═════ Source material ═════
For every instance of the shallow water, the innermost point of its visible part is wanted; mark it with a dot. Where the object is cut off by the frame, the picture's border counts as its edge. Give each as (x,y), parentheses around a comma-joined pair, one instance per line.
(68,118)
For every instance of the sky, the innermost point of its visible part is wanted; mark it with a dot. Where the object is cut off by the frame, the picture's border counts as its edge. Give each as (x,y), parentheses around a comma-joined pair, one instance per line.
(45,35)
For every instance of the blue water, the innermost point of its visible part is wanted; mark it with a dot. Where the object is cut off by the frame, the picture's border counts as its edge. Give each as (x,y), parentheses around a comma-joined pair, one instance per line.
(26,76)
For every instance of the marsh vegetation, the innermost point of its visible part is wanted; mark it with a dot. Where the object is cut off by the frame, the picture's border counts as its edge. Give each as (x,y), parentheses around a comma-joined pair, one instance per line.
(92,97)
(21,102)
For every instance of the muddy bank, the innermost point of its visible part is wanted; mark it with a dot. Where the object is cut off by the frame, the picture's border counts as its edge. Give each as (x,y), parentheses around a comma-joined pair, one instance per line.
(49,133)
═════
═════ Source material ═════
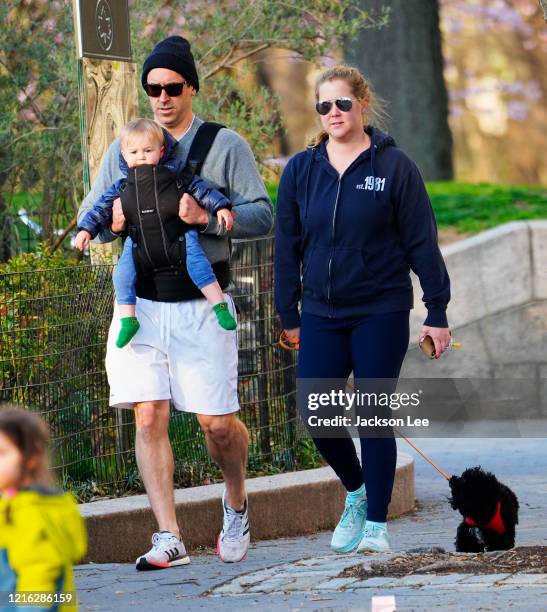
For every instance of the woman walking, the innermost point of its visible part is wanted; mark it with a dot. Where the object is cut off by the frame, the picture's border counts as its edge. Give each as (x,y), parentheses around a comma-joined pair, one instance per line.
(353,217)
═════
__What you have to do__:
Locate every line in the entries above that contains the word "water" and copy each of those lines. Case counts.

__Solution below__:
For every instance of the shallow water, the innermost point of its visible part is wanted; mark it with a dot. Where the object is cut off by the frame, the picture's border counts as its edge. Give each as (x,y), parentheses around a comma-joined pair, one instance per line.
For every instance of the blue water, the innermost point of its visible part is wanted; mark it with a dot. Where the object is cut off by the frame, the picture's border counts as its edge. Give each as (x,y), parentheses around a comma-joined pair, one instance per line.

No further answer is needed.